[Entries drawn from a collection]
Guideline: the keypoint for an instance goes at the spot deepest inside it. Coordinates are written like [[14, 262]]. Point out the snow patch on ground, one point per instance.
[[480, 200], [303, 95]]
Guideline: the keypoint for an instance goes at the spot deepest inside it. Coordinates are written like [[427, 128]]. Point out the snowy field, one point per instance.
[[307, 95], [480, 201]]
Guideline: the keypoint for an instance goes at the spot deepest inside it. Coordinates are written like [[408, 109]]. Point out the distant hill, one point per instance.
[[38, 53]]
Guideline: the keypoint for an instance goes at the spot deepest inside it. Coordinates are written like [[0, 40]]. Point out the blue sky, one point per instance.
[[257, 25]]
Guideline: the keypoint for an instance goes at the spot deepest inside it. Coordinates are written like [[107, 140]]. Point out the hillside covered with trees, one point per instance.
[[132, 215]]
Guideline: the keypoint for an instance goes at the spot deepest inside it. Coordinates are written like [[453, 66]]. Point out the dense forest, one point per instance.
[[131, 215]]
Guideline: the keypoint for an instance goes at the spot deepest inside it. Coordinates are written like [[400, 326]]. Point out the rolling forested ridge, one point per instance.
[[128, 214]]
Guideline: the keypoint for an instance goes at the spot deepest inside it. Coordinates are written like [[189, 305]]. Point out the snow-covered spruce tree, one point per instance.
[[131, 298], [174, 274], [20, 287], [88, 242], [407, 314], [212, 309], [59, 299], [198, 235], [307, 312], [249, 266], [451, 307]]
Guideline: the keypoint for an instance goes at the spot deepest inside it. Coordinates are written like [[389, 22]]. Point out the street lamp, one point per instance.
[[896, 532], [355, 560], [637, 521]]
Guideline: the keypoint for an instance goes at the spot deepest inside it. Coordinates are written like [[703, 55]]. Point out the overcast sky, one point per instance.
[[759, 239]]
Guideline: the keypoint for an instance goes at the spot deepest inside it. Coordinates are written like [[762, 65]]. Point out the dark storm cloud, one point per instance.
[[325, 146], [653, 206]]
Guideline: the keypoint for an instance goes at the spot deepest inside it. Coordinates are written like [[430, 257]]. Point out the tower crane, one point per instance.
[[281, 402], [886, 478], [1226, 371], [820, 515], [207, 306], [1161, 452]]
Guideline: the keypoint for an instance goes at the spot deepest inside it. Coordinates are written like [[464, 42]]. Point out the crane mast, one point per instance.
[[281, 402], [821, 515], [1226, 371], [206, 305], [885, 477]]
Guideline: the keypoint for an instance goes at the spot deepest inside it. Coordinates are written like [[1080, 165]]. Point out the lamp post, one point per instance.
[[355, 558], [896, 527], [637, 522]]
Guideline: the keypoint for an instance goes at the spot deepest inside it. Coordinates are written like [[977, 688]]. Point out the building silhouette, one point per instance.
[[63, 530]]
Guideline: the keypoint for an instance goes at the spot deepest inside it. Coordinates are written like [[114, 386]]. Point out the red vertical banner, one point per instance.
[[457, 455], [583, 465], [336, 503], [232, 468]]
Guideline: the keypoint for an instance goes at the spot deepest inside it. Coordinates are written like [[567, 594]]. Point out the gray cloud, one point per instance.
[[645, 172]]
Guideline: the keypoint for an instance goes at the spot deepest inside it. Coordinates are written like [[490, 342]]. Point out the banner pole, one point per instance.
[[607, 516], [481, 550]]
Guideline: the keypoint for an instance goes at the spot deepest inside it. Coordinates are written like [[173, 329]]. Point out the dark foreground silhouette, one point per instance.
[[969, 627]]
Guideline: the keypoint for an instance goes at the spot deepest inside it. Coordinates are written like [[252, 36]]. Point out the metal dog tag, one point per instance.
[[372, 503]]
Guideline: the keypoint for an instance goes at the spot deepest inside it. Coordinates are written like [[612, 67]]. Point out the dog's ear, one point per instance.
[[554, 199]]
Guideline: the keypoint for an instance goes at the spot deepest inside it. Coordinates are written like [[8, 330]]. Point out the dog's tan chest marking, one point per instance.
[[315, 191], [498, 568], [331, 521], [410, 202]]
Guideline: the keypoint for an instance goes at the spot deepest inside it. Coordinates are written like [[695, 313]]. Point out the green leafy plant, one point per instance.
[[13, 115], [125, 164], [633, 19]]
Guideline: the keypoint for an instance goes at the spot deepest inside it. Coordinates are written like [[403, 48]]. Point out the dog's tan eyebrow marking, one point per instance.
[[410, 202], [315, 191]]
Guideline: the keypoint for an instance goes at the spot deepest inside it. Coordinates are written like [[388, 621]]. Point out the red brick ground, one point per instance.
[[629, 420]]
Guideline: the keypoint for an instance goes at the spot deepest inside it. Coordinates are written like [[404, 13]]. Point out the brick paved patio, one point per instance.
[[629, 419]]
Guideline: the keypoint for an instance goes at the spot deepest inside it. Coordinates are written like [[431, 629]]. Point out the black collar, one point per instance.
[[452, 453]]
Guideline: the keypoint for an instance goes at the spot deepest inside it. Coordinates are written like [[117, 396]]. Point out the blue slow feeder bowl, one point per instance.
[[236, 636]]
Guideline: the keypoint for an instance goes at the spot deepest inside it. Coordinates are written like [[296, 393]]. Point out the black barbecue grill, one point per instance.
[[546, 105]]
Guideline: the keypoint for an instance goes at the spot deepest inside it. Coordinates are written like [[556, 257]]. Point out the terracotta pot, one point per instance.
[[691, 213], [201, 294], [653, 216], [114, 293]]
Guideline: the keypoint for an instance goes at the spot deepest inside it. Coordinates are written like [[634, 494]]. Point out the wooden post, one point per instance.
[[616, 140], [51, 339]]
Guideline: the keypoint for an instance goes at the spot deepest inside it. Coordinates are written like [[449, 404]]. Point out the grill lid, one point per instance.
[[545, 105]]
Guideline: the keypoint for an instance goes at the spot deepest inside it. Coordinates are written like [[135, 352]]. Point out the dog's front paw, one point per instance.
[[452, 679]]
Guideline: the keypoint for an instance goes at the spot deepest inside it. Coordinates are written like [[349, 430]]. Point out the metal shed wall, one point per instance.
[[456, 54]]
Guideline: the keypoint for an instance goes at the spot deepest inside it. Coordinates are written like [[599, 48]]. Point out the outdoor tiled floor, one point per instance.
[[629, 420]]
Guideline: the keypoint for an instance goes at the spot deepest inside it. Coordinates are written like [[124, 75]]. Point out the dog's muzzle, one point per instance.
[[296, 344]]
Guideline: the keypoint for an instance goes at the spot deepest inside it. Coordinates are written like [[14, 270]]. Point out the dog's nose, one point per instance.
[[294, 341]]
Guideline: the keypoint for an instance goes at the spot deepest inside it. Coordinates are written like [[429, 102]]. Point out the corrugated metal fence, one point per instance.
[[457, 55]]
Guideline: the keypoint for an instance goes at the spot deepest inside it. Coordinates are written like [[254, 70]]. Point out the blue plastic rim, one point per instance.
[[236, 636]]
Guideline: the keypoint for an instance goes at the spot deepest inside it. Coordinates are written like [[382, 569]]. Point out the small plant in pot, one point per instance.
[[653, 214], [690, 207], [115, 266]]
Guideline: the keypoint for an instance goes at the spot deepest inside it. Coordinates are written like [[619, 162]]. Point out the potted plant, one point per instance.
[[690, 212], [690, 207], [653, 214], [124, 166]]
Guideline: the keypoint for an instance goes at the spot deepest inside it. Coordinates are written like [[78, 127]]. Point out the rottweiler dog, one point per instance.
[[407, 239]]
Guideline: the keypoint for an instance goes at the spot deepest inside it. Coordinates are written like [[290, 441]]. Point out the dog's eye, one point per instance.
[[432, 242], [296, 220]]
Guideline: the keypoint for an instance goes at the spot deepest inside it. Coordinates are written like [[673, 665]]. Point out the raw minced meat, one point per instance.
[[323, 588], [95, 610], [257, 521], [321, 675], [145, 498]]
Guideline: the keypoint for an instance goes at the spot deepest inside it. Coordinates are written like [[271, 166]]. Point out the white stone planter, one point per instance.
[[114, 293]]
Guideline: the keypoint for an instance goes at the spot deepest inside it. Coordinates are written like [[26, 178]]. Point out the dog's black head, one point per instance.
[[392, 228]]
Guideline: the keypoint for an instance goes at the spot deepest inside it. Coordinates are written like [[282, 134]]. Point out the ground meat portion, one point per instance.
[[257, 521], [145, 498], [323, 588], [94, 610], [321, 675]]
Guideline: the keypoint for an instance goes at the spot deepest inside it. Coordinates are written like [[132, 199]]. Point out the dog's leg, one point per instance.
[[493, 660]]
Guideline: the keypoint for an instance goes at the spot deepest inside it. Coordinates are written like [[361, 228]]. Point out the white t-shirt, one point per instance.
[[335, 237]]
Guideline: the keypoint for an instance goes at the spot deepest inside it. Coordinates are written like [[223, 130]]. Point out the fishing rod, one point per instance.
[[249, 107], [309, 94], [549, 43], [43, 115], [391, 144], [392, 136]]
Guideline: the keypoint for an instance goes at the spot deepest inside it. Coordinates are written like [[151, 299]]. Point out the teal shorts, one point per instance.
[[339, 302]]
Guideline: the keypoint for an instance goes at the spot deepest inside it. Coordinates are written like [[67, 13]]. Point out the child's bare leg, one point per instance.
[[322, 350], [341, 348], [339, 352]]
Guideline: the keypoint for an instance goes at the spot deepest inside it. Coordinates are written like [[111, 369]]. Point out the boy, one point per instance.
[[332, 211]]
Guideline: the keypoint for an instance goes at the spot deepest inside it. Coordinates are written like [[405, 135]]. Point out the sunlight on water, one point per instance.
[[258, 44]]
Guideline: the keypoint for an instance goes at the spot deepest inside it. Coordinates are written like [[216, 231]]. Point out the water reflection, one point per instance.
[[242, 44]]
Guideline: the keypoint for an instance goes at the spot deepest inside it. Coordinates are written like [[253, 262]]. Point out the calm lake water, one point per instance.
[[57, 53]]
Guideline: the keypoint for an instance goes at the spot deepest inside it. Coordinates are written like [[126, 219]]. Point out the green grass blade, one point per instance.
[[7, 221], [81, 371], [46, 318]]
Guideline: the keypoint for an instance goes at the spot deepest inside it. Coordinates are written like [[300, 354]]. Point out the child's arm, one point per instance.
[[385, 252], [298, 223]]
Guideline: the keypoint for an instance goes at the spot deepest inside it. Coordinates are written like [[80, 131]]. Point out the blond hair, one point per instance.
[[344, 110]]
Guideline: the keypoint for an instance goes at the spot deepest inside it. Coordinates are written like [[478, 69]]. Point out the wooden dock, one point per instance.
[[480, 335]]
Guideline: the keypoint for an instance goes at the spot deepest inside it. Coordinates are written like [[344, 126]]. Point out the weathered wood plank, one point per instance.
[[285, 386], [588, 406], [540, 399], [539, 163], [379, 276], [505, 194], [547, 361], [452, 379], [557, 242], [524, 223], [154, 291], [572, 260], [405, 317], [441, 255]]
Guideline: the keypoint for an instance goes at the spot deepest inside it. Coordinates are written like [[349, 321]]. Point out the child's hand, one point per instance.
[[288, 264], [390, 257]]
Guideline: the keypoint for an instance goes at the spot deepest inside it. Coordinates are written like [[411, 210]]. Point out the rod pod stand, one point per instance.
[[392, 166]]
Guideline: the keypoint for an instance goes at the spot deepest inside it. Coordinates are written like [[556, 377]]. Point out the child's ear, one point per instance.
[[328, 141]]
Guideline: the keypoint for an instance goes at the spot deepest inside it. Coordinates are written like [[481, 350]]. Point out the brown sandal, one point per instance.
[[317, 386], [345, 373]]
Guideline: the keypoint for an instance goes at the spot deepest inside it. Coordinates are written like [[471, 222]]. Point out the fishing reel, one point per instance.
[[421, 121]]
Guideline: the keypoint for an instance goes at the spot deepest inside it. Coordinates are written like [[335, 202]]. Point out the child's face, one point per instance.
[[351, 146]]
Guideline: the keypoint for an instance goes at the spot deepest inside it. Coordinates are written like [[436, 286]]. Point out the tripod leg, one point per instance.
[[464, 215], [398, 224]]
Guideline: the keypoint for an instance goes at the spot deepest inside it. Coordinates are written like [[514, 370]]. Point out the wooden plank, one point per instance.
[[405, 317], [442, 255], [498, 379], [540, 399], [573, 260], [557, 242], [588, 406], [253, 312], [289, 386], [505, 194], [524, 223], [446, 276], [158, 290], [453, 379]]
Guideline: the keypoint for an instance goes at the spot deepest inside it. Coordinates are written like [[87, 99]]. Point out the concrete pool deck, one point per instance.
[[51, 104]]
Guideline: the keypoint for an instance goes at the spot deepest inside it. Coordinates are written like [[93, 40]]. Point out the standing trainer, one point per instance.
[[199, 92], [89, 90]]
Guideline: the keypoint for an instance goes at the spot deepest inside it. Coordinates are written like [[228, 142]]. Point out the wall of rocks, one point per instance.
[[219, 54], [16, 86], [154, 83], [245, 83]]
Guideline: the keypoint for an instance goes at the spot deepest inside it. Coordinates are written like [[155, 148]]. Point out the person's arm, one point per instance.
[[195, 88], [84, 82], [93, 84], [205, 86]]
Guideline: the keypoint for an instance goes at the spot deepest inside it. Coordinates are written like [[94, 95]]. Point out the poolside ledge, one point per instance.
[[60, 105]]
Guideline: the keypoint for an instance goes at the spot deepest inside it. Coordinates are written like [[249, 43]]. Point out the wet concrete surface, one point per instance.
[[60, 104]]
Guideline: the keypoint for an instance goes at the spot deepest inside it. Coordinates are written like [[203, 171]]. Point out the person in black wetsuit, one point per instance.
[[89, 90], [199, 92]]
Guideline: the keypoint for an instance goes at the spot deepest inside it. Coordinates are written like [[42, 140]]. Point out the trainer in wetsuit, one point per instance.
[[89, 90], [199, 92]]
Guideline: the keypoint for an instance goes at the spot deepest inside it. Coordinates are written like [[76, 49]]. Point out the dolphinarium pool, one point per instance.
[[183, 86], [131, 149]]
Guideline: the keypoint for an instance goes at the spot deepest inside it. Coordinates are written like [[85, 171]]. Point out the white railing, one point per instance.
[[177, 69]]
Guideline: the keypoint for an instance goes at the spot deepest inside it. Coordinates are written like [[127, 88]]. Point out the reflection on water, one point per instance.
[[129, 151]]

▶ [Problem statement] Write out the stretch from the line containing "eye, one point per instance." through the line containing "[[493, 660]]" again, replacing "Point out" with "Mark" and keeping everything else the same.

▶ [Written answer]
Guideline: the keypoint for an instance goes at the spot deepest inside it. Coordinates are written like [[290, 441]]. Mark the dog's eye, one point per instance.
[[432, 242], [296, 220]]
Guideline: the keypoint for an instance goes at the spot deepest inside it. Coordinates are written like [[673, 665]]. Mark the raw minced meat, one point per instance.
[[323, 588], [95, 610], [257, 521], [321, 675], [145, 498]]
Guideline: the keypoint for an instance goes at the spot deepest inside it. Coordinates are written like [[271, 166]]. Mark the white stone planter, one point per instance.
[[114, 293]]
Guideline: the keypoint for an instance goes at the spot deepest inside it. Coordinates are written like [[26, 178]]. Mark the dog's black head, one point per instance.
[[392, 228]]
Guideline: the keypoint for an instance goes at the spot deepest inside it. Coordinates are written like [[282, 134]]. Mark the ground meat portion, one point per instance.
[[257, 521], [145, 498], [323, 588], [94, 610], [321, 675]]
Guideline: the keypoint for an instance goes at the spot deepest inside it. Coordinates are written like [[132, 199]]. Mark the dog's leg, one point per instance.
[[493, 660]]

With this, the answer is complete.